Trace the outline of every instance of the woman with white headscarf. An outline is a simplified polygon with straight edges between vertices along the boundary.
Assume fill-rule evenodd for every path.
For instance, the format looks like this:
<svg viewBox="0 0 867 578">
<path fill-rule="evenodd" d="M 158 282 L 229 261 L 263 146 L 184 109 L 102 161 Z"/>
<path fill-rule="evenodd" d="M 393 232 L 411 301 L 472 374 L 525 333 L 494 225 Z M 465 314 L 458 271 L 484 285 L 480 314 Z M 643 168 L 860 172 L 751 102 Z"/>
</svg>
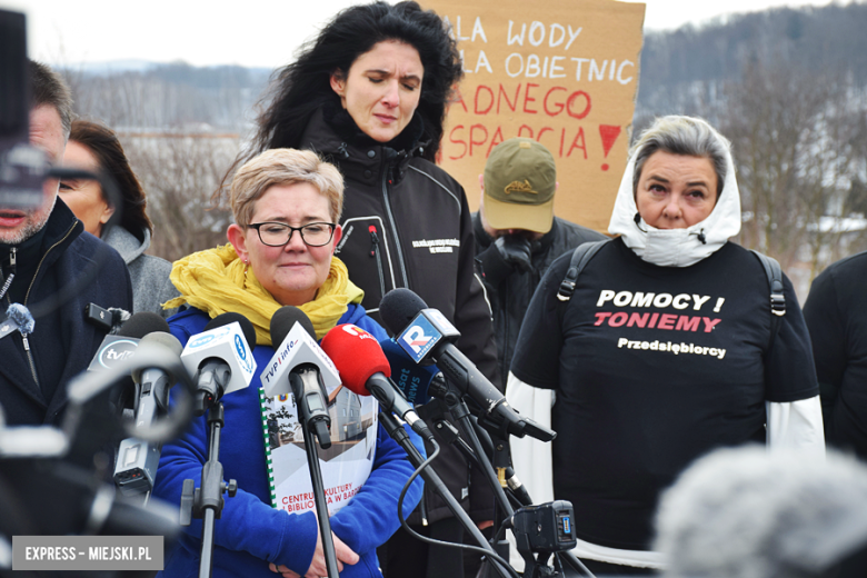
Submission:
<svg viewBox="0 0 867 578">
<path fill-rule="evenodd" d="M 658 119 L 618 191 L 619 237 L 568 305 L 557 293 L 570 255 L 555 261 L 527 311 L 507 395 L 522 411 L 550 410 L 558 437 L 550 454 L 529 451 L 552 466 L 547 488 L 518 444 L 516 471 L 541 480 L 529 484 L 537 501 L 552 480 L 552 496 L 572 502 L 575 554 L 597 574 L 662 567 L 650 550 L 658 495 L 707 451 L 767 440 L 824 455 L 795 291 L 783 276 L 786 312 L 773 321 L 763 262 L 729 241 L 739 230 L 729 142 L 700 119 Z"/>
</svg>

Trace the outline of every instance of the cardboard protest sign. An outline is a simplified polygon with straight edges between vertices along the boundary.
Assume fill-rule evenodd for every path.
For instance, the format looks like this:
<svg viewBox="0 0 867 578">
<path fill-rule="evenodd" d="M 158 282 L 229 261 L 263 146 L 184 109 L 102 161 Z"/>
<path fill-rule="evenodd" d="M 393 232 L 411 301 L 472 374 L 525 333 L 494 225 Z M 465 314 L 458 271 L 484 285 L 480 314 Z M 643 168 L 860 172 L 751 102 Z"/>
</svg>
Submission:
<svg viewBox="0 0 867 578">
<path fill-rule="evenodd" d="M 626 168 L 645 4 L 615 0 L 425 0 L 464 59 L 439 162 L 478 208 L 490 150 L 529 137 L 551 151 L 555 213 L 606 231 Z"/>
</svg>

_TO BE DONE_
Leave out the pictures and give the listing above again exactly.

_OUTPUT OF THE EXERCISE_
Trace the outline of every instance of the woman with white headscarf. An outline is a simplified polygon with straight edges between vertices along the boundary.
Assume fill-rule evenodd for every path.
For instance, the format looks like this:
<svg viewBox="0 0 867 578">
<path fill-rule="evenodd" d="M 158 282 L 229 261 L 263 146 L 184 109 L 102 161 Z"/>
<path fill-rule="evenodd" d="M 393 232 L 411 301 L 472 374 L 525 333 L 494 225 Z M 465 314 L 458 271 L 484 285 L 480 314 Z M 643 168 L 860 172 L 751 102 Z"/>
</svg>
Submission:
<svg viewBox="0 0 867 578">
<path fill-rule="evenodd" d="M 658 119 L 618 191 L 619 237 L 568 305 L 557 293 L 570 255 L 555 261 L 527 311 L 507 395 L 522 411 L 550 410 L 558 437 L 550 454 L 529 451 L 552 466 L 547 488 L 518 444 L 516 471 L 541 480 L 529 484 L 537 501 L 552 480 L 552 496 L 572 502 L 575 554 L 597 574 L 662 567 L 650 550 L 658 495 L 707 451 L 767 440 L 824 455 L 795 291 L 783 276 L 786 312 L 773 321 L 763 262 L 729 241 L 739 230 L 729 142 L 700 119 Z"/>
</svg>

Trace the outline of every instance of the cardboard protest sign. An outline is a simplified polygon with straight edges between vertices along the boundary.
Assume fill-rule evenodd for every path.
For instance, the format looks like this:
<svg viewBox="0 0 867 578">
<path fill-rule="evenodd" d="M 158 282 L 229 261 L 263 146 L 184 109 L 102 161 Z"/>
<path fill-rule="evenodd" d="M 393 232 L 411 301 L 472 374 L 525 333 L 494 225 Z M 465 314 L 458 271 L 484 285 L 480 314 Z M 643 168 L 860 172 L 751 102 Z"/>
</svg>
Submission:
<svg viewBox="0 0 867 578">
<path fill-rule="evenodd" d="M 626 168 L 645 4 L 615 0 L 425 0 L 464 59 L 439 162 L 478 208 L 490 150 L 529 137 L 551 151 L 555 213 L 606 231 Z"/>
</svg>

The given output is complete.